*What to produce:* Show each line of the material below that contains the string "positive".

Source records

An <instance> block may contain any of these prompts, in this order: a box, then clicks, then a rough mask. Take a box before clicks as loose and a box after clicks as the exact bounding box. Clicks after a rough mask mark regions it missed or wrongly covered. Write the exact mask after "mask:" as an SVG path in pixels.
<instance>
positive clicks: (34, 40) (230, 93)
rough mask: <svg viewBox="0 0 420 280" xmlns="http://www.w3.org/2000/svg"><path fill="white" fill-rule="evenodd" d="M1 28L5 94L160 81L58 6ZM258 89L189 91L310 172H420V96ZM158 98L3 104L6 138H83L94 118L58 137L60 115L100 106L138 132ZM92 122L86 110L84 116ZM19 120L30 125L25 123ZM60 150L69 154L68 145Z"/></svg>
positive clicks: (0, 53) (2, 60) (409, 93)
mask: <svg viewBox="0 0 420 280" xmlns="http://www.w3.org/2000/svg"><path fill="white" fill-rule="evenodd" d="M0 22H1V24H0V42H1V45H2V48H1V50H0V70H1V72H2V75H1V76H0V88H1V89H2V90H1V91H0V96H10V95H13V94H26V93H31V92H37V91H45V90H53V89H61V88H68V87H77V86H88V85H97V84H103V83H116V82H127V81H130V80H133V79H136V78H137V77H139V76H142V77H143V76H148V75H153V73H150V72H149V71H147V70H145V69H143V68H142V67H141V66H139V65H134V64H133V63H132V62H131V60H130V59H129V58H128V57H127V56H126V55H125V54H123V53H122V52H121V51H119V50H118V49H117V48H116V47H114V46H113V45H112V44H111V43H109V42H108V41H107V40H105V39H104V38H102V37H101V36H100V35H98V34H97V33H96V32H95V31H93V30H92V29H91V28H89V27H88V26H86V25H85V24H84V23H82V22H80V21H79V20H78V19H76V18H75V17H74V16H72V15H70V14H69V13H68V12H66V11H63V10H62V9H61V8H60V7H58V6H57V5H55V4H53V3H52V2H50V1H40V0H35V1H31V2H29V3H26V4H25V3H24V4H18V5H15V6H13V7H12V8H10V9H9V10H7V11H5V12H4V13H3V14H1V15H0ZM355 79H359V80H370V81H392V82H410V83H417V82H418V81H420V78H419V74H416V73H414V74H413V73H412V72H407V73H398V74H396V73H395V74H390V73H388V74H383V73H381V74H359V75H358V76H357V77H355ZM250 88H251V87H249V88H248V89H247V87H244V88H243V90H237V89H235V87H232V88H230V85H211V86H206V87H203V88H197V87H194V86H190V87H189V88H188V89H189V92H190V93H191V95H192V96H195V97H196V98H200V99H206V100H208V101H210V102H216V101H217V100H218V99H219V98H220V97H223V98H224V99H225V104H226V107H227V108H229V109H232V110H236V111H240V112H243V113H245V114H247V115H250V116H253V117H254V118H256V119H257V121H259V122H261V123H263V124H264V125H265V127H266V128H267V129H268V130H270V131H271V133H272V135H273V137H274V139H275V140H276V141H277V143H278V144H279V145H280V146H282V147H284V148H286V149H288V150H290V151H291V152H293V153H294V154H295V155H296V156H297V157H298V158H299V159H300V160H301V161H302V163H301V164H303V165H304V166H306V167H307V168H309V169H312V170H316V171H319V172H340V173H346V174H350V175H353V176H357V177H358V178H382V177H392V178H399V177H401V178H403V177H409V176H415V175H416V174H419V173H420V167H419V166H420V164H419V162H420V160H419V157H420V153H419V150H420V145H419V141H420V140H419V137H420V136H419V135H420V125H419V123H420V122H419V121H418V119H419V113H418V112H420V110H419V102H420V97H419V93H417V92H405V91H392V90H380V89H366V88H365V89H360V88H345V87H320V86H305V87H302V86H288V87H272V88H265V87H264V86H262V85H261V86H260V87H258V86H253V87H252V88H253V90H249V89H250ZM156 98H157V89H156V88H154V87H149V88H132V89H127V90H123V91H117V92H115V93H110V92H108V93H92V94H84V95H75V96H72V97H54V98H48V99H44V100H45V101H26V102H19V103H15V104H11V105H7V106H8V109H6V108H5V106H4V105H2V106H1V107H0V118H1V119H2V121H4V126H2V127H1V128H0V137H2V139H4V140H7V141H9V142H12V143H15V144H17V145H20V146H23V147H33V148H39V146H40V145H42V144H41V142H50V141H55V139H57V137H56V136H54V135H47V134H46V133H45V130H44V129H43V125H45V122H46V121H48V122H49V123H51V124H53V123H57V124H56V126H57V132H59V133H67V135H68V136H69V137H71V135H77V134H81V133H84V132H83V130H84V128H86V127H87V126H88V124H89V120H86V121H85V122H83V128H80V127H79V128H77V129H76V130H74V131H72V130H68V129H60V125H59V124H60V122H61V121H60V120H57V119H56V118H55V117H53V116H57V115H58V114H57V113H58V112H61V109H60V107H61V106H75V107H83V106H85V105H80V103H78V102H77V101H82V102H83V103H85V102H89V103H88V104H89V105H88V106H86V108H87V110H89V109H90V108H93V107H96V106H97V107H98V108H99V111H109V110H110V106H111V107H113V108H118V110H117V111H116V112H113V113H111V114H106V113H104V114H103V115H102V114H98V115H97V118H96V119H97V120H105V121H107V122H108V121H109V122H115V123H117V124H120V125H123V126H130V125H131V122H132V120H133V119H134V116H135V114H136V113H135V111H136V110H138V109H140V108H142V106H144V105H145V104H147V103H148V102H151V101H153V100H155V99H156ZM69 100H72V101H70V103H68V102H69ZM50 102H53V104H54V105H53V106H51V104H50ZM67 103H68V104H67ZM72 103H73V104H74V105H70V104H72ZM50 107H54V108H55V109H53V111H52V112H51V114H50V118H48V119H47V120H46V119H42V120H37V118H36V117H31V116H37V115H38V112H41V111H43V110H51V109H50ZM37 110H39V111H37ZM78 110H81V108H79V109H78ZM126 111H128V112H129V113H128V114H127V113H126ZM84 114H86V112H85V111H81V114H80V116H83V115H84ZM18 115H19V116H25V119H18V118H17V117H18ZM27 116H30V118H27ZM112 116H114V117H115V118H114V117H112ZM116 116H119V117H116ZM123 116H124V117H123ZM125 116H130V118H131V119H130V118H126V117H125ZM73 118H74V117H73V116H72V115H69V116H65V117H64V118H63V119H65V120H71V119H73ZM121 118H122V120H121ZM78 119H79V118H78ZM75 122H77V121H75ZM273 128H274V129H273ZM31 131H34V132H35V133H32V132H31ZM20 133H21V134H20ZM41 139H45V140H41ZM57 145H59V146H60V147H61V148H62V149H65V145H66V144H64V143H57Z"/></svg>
* * *
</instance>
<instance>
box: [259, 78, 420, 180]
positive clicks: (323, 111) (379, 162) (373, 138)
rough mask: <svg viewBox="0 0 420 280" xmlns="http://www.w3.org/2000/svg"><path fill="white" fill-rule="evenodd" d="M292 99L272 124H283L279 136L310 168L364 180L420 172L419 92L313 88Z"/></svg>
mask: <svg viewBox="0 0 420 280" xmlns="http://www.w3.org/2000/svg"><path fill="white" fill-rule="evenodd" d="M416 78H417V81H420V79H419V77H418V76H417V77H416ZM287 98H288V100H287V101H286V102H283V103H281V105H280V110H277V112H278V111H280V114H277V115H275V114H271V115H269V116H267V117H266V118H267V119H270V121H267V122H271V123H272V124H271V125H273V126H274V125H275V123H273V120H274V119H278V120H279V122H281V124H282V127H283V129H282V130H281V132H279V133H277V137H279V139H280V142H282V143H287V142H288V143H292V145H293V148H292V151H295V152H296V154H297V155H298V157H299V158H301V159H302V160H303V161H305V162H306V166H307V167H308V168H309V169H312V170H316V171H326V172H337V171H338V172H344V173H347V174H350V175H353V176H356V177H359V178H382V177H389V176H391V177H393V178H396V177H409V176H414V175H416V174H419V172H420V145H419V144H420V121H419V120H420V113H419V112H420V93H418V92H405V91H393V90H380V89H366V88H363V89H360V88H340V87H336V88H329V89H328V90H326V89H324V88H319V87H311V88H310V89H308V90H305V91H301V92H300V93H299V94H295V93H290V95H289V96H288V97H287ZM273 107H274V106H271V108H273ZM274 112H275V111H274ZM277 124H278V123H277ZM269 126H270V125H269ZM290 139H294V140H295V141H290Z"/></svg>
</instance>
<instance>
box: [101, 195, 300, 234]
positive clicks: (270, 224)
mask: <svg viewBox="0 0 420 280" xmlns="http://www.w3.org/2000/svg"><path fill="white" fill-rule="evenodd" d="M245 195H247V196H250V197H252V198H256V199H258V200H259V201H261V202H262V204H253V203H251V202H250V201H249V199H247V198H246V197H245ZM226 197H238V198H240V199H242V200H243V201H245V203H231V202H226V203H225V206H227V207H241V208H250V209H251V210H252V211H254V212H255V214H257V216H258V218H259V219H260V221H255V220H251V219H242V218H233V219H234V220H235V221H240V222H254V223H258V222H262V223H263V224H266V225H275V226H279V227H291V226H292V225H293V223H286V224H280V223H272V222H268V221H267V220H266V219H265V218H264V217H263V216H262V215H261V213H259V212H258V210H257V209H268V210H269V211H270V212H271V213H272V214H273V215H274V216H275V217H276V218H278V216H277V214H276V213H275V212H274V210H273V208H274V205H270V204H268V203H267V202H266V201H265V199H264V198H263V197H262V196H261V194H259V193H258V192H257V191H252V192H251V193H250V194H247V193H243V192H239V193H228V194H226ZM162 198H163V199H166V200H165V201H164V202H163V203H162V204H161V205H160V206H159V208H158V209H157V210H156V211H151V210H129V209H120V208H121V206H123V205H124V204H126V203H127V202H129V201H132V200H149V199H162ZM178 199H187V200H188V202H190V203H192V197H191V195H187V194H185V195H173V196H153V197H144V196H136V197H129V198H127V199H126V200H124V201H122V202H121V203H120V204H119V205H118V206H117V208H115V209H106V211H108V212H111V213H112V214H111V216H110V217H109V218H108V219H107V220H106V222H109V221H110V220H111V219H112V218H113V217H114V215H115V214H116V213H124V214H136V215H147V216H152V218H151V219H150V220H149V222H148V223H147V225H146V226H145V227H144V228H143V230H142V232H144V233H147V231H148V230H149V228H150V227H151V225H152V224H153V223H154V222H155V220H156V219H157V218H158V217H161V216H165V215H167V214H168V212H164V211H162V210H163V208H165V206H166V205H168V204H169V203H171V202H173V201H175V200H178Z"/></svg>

*Expected answer:*
positive clicks: (34, 40) (230, 93)
positive clicks: (0, 53) (2, 60) (409, 93)
positive clicks: (323, 111) (379, 162) (373, 138)
positive clicks: (270, 224)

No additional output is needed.